Location annotation dataset excerpts:
◇ ◇ ◇ ◇ ◇
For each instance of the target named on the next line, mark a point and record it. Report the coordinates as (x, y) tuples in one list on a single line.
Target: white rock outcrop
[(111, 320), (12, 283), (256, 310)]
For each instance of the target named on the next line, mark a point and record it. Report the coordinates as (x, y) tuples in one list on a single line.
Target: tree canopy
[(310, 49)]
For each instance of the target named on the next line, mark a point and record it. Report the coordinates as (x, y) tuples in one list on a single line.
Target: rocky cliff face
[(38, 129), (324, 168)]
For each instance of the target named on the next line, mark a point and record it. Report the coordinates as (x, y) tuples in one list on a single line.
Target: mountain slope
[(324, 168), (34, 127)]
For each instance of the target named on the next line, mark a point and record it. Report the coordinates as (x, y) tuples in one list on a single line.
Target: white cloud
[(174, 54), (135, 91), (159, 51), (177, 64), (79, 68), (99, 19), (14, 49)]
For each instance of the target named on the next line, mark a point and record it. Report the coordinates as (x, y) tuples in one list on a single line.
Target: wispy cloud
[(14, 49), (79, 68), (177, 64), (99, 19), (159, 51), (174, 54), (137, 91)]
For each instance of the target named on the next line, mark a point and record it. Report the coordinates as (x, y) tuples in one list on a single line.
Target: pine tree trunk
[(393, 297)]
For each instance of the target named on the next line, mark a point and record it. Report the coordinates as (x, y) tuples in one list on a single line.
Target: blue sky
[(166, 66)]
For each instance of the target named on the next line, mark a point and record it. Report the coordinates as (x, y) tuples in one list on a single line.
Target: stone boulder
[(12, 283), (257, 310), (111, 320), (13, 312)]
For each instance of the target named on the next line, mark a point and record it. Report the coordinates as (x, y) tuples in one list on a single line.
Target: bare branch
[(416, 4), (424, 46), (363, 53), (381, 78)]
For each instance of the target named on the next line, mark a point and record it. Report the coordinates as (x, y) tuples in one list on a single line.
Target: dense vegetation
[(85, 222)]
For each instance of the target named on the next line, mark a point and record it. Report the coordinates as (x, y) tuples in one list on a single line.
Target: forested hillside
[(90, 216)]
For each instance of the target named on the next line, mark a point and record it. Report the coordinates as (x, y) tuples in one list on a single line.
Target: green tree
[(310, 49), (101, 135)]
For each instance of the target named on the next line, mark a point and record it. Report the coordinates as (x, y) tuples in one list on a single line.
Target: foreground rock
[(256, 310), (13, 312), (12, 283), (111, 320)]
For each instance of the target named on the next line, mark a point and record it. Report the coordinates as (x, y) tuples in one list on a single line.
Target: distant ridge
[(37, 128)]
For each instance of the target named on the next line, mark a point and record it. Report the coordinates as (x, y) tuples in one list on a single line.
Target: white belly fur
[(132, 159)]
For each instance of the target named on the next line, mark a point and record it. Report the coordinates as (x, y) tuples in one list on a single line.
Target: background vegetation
◇ ◇ ◇ ◇ ◇
WHAT TO DO ->
Copy out all of the rows above word for word, leaving nothing out and changing nothing.

RESULT FOR THIS EXERCISE ->
For each instance of the target named on the next line, mark a point and record it. Report the coordinates as (x, y) tuples in one list on a single line.
Target: white rock outcrop
[(111, 320), (12, 283), (256, 310)]
For each instance of the target named on the next line, mark a point and record it. Report the coordinates as (x, y) tuples in one list on a single line.
Target: tree canopy
[(310, 49)]
For each instance of the target named on the next line, mark a point and record it. Report the coordinates as (x, y) tuples in one list on a single line.
Target: rocky cliff face
[(38, 129), (324, 168)]
For each instance of the target named on the next line, mark a point and record it. Report the coordinates as (x, y) tuples in one list on a single line.
Target: mountain slope
[(324, 168), (34, 127)]
For each instance of the target named on the next line, mark a point and record it. Report the coordinates as (x, y) tuples in one list on a single line.
Target: white cloud
[(174, 54), (135, 91), (159, 51), (177, 64), (79, 68), (99, 19), (14, 49)]
For each instance of the target named on the next line, mark a point and record it. Report the coordinates as (x, y) tuples in one list on a single line.
Target: wispy cloud
[(14, 49), (79, 68), (177, 64), (99, 19), (159, 51), (174, 54), (137, 91)]
For each instance of the target named on the next line, mark a point and record it. Report the coordinates as (x, y) tuples in one list on a single line.
Target: pine tree trunk
[(393, 297)]
For each instance of the target named on the next line, mark a point and record it. Report the coordinates as (x, y) tuples in one list on a single line.
Target: blue sky
[(166, 66)]
For each instance of the target named on the next line, mark a point and record it. Report the coordinates as (x, y) tuples in one list on a single line.
Target: stone boulder
[(12, 283), (257, 310), (111, 320), (13, 312)]
For each instance of the target named on the next line, mark a point and record it. Report the coordinates as (x, y) tuples in one list on a single line.
Target: bare branch
[(416, 4), (424, 46), (363, 53), (381, 78)]
For each instance of the target named on the next line, mark a point and record it. Report the coordinates as (x, y) tuples in one list on a single line.
Target: dense vegetation
[(85, 222)]
For each instance of the target named on the next line, mark a point and record it. Report the coordinates as (x, y) tuples in one list on a single line.
Target: forested hillside
[(90, 216)]
For each instance of the target named on the next line, mark a point and record it. Report the coordinates as (x, y) tuples in one list on a single line.
Target: green tree
[(310, 49), (101, 135)]
For each instance of the target named on the next line, mark a point and record it. Report the coordinates as (x, y) tuples in one list on a single line.
Target: foreground rock
[(256, 310), (13, 312), (12, 283), (111, 320)]
For each instance of the target named on the next line, mark a point and record it. Report the coordinates as (x, y) tuples in one list on a single line.
Target: distant ridge
[(37, 128)]
For each instance of the target named on the next line, mark a point and record it. Report the coordinates as (x, y) tuples in one list on a single line.
Target: white belly fur
[(132, 159)]
For each instance of the target named on the next line, mark a point and record it. Report the coordinates as (x, y) tuples in one list on a single line.
Target: background vegetation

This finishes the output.